**Исходный текст:**
Иван Гончаров впервые в своем романе «Обломов» вводит новое для русской литературы понятие «обломовщины», которым обозначил особую социальную тенденцию, характерную, прежде всего, для русского народа, заключенную в полном безволии, апатичности, постоянной лени и чрезмерной мечтательности, когда иллюзии заменяют реальную жизнь, и человек деградирует. Само слово «обломовщина» произошло от имени главного героя произведения – Обломова и названия его родной деревни – Обломовки, которая и являлась средоточием всего того, что привело к постепенному угасанию Ильи Ильича как личности, его полной оторванности от мира и окончательному эскапизму. Изображение Обломова и «обломовщины» в романе Гончарова – это отражение процесса постепенного изменения, «слома» человека, которому прививают неестественные ценности и желания, что в итоге приводит к трагичным последствиям – обретению ложного смысла жизни, боязни реального мира и ранней смерти героя.

Обломовка и «обломовщина»

Корни появления «обломовщины» в Обломове лежат в детстве героя – Илья Ильич рос в далекой, в буквальном смысле оторванной от реального мира и центра России деревне – Обломовке. Поместье Обломовых расположилось в живописной, тихой, умиротворяющей местности, где климат радовал своей умеренностью и спокойствием, где не было сильных дождей, ураганов или ветров, бушующего моря или величественных гор, вместо которых раскинулись пологие холмы, даже небо «ближе жмется к земле», «чтоб обнять ее покрепче, с любовью: оно распростерлось так невысоко над головой, как родительская надежная кровля, чтоб уберечь, кажется, избранный уголок от всяких невзгод». Все здесь сулило «покойную, долговременную жизнь до желтизны волос и незаметную, сну подобную смерть». Даже поры года сменяли друг друга по календарю, не разрушая посевы весенними снегами, – все в Обломовке шло по привычному укладу, не меняясь десятки лет. В таком подобии рая на земле и развивались Обломов и обломовцы, даже природой огражденные от всяких невзгод, переживаний и утрат.

**Исходные строки:**
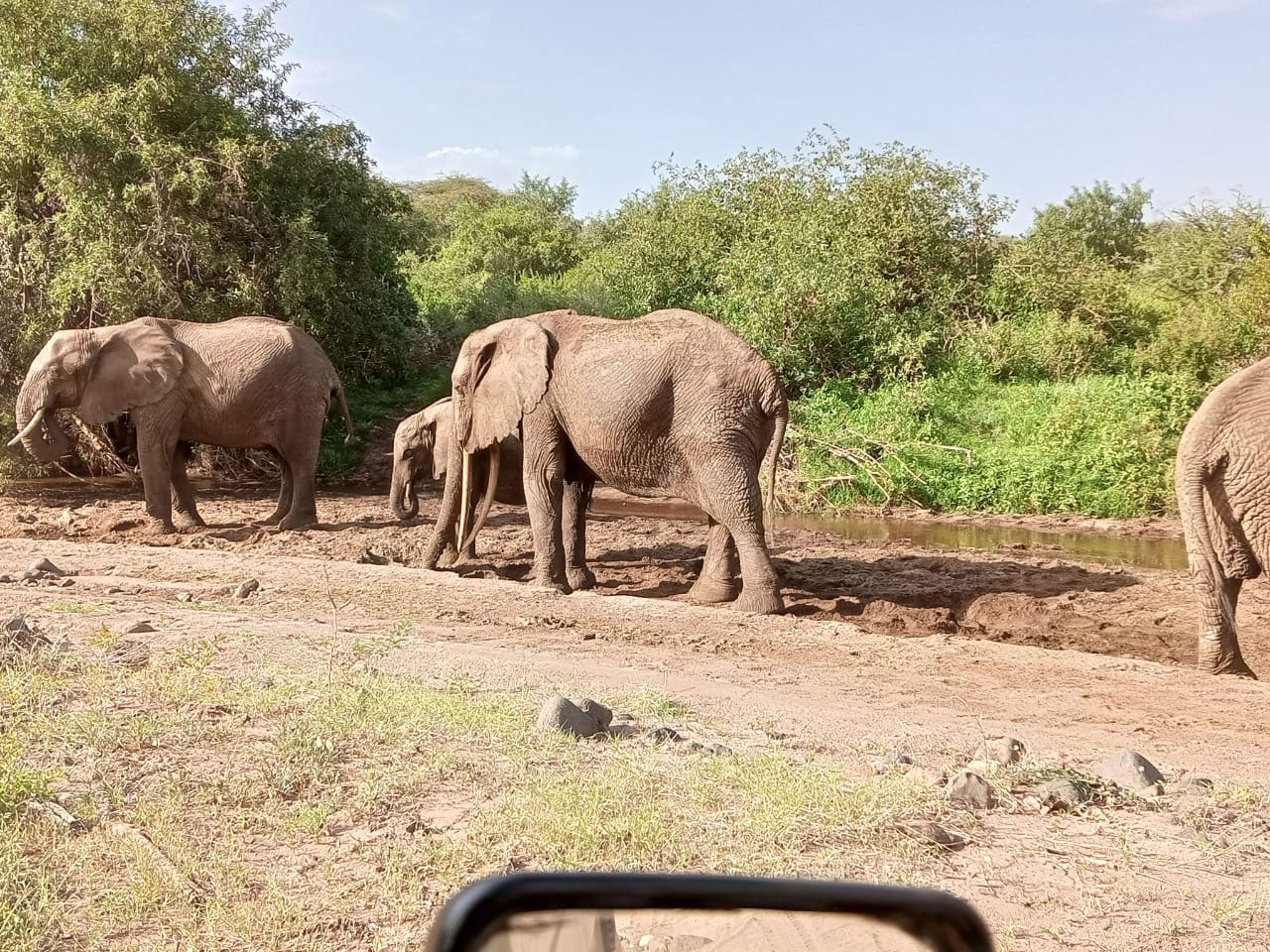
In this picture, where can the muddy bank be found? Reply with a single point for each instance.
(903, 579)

...

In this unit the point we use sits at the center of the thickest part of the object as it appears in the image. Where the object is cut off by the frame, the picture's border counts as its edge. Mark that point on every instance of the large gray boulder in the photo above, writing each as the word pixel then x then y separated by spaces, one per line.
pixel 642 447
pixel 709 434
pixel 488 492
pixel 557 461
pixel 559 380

---

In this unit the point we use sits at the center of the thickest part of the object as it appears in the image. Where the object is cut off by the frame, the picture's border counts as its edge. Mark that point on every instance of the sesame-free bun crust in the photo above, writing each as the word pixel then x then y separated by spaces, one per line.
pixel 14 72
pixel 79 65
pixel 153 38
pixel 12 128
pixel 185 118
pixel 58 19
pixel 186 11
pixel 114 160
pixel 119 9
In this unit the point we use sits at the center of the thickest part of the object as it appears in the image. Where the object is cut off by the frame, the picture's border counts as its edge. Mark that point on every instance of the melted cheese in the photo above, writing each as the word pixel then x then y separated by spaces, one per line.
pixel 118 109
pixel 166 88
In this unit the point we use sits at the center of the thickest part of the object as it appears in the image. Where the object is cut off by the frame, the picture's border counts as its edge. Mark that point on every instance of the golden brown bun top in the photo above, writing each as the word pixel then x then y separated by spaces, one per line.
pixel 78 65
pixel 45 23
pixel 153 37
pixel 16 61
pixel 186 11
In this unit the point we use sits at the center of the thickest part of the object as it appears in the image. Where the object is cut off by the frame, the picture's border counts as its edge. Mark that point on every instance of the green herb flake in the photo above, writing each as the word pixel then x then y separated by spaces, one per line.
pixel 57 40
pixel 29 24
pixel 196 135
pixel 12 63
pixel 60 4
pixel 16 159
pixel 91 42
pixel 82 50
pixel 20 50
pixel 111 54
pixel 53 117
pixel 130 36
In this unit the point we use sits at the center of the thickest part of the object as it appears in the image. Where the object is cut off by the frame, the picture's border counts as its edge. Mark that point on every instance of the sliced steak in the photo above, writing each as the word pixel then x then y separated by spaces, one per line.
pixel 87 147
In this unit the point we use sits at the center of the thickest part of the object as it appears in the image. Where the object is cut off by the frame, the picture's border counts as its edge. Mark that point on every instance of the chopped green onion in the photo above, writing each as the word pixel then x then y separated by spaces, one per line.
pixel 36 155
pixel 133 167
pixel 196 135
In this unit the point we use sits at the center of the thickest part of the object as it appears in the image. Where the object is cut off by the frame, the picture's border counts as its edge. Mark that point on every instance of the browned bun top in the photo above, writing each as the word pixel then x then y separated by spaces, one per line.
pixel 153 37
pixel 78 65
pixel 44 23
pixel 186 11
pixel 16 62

**Описание задания:** Напишите продолжение текста об Обломове и «обломовщине», начиная сразу после его последнего предложения. Строки никак не связаны с текстом.

**Ответ на задание:**
Люди в Обломовке жили от обряда к обряду – от рождения к свадьбе и от свадьбы к похоронам. Умиротворяющая природа усмиряла их нрав, делая тихими, безобидными и равнодушными ко всему: самые страшные злодеяния в деревне были связаны с кражей гороха или моркови, а найдя однажды мертвого человека из соседней деревни, они решили забыть об этом, так как жизнь других общин их не касалась, а значит покойник – не их проблема. Похожая ситуация была и с письмом из соседнего поместья, где был описан рецепт пива, но обломовцы боялись его открыть сразу, опасаясь недобрых вестей, способных нарушить привычное спокойствие деревни. Труд в Обломовке не любили, считая его повинностью и стараясь как можно быстрее сделать дело или вовсе переложить его на плечи другого. В поместье всю работу выполняли дворовые, которые, как видно на примере Захара, также были не самыми ответственными и трудолюбивыми людьми, но при этом оставались преданными слугами своих бар.

Дни обломовцев протекали в спокойствии и безделье, а самым важным событием был выбор блюд к обеду, когда каждый предлагал свои варианты, а затем все советовались, подходя к меню с особой серьезностью: «забота о пище была первая и главная жизненная забота в Обломовке. После трапезы все впадали в сонное состояние, иногда вели ленивые бессмысленные разговоры, но чаще вовсе молчали, постепенно засыпая: «это был какой-то всепоглощающий, ничем непобедимый сон, истинное подобие смерти», которое из года в год наблюдал маленький Илья, постепенно перенимая модель поведения и ценности родителей.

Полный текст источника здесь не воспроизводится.